- What is required
Set down each entry again exactly as written.

== == ==

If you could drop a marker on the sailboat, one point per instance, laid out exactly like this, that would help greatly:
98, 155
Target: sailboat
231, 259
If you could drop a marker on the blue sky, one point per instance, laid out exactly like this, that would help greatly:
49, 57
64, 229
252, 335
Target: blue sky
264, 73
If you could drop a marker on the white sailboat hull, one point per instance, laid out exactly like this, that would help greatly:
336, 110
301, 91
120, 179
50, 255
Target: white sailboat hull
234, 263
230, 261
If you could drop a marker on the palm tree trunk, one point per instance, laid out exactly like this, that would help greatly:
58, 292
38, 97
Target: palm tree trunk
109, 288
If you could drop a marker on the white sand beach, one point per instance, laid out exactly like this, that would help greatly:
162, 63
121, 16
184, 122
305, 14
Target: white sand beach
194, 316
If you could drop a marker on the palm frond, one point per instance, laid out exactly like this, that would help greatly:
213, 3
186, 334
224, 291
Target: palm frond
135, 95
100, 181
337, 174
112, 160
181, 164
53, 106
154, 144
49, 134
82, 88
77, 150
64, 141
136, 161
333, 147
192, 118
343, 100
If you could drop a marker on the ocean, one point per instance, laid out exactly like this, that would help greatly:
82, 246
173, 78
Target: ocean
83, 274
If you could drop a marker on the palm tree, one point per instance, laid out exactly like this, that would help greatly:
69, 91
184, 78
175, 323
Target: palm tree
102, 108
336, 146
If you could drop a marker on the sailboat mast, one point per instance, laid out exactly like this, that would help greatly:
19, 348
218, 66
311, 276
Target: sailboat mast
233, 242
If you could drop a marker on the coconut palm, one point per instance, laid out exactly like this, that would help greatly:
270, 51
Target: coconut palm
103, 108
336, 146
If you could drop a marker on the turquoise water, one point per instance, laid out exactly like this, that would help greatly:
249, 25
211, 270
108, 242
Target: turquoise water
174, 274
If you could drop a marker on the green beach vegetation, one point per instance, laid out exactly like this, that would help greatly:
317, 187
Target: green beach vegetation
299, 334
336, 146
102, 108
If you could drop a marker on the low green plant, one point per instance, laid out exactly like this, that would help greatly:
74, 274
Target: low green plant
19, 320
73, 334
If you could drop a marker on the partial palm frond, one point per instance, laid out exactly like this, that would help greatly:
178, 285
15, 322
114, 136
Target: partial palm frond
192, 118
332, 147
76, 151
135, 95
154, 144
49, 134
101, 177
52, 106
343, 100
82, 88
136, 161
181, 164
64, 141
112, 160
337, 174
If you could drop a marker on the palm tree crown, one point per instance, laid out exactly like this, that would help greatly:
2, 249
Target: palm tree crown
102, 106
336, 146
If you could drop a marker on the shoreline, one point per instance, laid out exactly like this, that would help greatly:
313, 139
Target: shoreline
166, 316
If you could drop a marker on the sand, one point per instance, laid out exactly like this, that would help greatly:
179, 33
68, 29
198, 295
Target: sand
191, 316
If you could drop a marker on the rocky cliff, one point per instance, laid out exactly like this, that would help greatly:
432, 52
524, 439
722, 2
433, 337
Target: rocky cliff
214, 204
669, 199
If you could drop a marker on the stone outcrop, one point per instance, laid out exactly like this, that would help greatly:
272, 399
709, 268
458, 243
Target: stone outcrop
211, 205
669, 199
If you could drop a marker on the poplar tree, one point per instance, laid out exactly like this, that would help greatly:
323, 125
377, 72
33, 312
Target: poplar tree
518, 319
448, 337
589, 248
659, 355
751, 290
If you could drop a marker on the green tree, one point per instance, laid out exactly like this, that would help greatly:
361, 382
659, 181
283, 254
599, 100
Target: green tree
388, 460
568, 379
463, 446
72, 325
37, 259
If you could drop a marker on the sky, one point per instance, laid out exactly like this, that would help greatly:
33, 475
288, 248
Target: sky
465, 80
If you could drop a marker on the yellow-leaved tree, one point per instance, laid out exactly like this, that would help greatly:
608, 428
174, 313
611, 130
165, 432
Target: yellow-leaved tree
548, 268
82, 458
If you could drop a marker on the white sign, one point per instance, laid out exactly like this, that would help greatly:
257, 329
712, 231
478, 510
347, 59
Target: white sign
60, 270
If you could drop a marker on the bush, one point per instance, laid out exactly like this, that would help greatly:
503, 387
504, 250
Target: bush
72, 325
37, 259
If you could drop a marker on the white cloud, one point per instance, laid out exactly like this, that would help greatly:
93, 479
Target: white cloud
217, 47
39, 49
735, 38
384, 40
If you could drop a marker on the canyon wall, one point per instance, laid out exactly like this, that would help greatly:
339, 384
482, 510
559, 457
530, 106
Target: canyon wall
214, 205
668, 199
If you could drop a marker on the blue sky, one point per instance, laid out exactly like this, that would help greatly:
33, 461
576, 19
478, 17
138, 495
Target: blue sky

== == ==

- Solution for this task
If you could drop a marker on the sailboat, one point per instance, laid out exactly like this, that would help greatly:
98, 155
Target: sailboat
231, 259
If you could drop a marker on the blue sky, one point per instance, laid out exactly like this, that would help greatly:
49, 57
64, 229
252, 335
Target: blue sky
264, 73
If you could drop a marker on the white sailboat hull, one point per instance, laid out exactly like this, that would help greatly:
336, 110
301, 91
120, 179
50, 255
Target: white sailboat hull
234, 263
230, 261
If you could drop a marker on the palm tree trunk, one point per instance, laid out exactly like this, that would help greatly:
58, 292
38, 97
Target: palm tree trunk
109, 288
If you could drop a marker on the white sand beach, one point per instance, laid out exactly like this, that would help greatly:
162, 63
121, 16
184, 122
305, 14
Target: white sand beach
194, 316
If you could drop a marker on the palm frond, one point per instance, laid out exactly like this, that would help greatly:
213, 3
186, 334
224, 291
Target: palm frond
135, 95
100, 181
337, 174
112, 160
181, 164
53, 106
154, 144
49, 134
82, 88
77, 150
64, 141
136, 161
333, 147
192, 118
343, 100
If you could drop a marker on the ocean, one point per instance, laid out exactly like this, that would help greatly:
82, 246
173, 78
Target: ocean
83, 274
If you could drop a marker on the palm tree, one point per instance, laid out exactly like this, that would help greatly:
69, 91
184, 78
175, 323
Target: palm tree
102, 108
336, 146
If you could drop a marker on the sailboat mast, one point per instance, laid out exactly like this, that would help greatly:
19, 348
218, 66
311, 276
Target: sailboat mast
233, 242
If you could drop a marker on the coconut palm, one point per instance, laid out exactly like this, that would help greatly:
270, 51
Target: coconut palm
103, 108
336, 146
If you could drop a marker on the turquoise water, one point per instance, laid out exactly like this, that would help greatly:
249, 25
211, 270
108, 242
Target: turquoise water
174, 274
If you could drop a marker on the green beach vegetation, one point per instance, laid out exactly like this, that would help greatly:
317, 187
Target: green beach vegetation
299, 334
336, 146
102, 108
If you could drop a marker on the low green plant, one point per instance, laid out exactly like this, that would help greatly:
74, 274
Target: low green plant
19, 320
73, 334
If you could drop a marker on the partial palm frond, one point per instance, laid out exactly like this, that would help greatly:
178, 285
15, 322
114, 136
Target: partial palm frond
192, 118
332, 147
76, 151
135, 95
154, 144
49, 134
101, 177
52, 106
343, 100
82, 88
136, 161
181, 164
64, 141
112, 160
337, 174
If you could drop a marker on the palm tree crown, one point per instance, laid out exactly like this, that would help greatly:
2, 249
Target: palm tree crown
102, 106
336, 146
If you could drop a marker on the shoreline, one point per instance, laid out exactly like this, that would help greatly:
313, 139
Target: shoreline
166, 316
If you could drop a marker on the sand, one point per instance, laid out exactly like this, that would help greatly:
179, 33
68, 29
198, 295
Target: sand
191, 316
If you could drop a marker on the rocky cliff, one point per instance, laid out exactly like this, that would help greatly:
432, 52
524, 439
722, 2
433, 337
Target: rocky cliff
214, 204
669, 199
If you could drop a marker on the stone outcrop, one point per instance, laid out exactly like this, that would help greatly:
272, 399
709, 268
458, 243
Target: stone outcrop
211, 205
669, 199
If you could drop a marker on the poplar tree, one point per instance, laid out exactly like this, that would help greatly:
323, 125
377, 72
33, 312
Target: poplar tree
518, 319
448, 337
589, 248
659, 355
751, 290
If you could drop a marker on the green tree, one point per instance, laid out exactly like this, that would help greatly:
361, 382
659, 181
283, 254
599, 100
Target: green tree
388, 460
568, 379
463, 446
72, 325
37, 259
If you could drop a marker on the sky, one point per instance, laid out exactly like this, that would help greatly:
33, 475
288, 248
Target: sky
465, 80
If you could drop a marker on the yellow-leaved tree, one point per instance, laid out exactly like this, that would help greatly:
608, 428
174, 313
611, 130
165, 432
Target: yellow-leaved tree
548, 268
82, 458
If you could drop a marker on the white sign, one point per instance, laid out exactly like this, that would help greatly:
257, 329
712, 231
478, 510
347, 59
Target: white sign
60, 270
If you could drop a marker on the bush, one point per instance, laid out exactly like this, that would help greatly:
503, 387
504, 250
Target: bush
72, 325
37, 259
If you could drop a marker on the white cloud, one point per instance, laid out exactly like this, that would help greatly:
93, 479
Target: white cloud
217, 47
39, 49
735, 38
384, 40
If you could drop a marker on the canyon wall, one point per instance, laid out exactly like this, that would help greatly:
339, 384
482, 510
559, 457
530, 106
Target: canyon wall
214, 205
668, 199
If you could drop a marker on the blue sky, one point per instance, laid out exactly like this, that would help greatly:
33, 461
576, 19
478, 17
138, 495
Target: blue sky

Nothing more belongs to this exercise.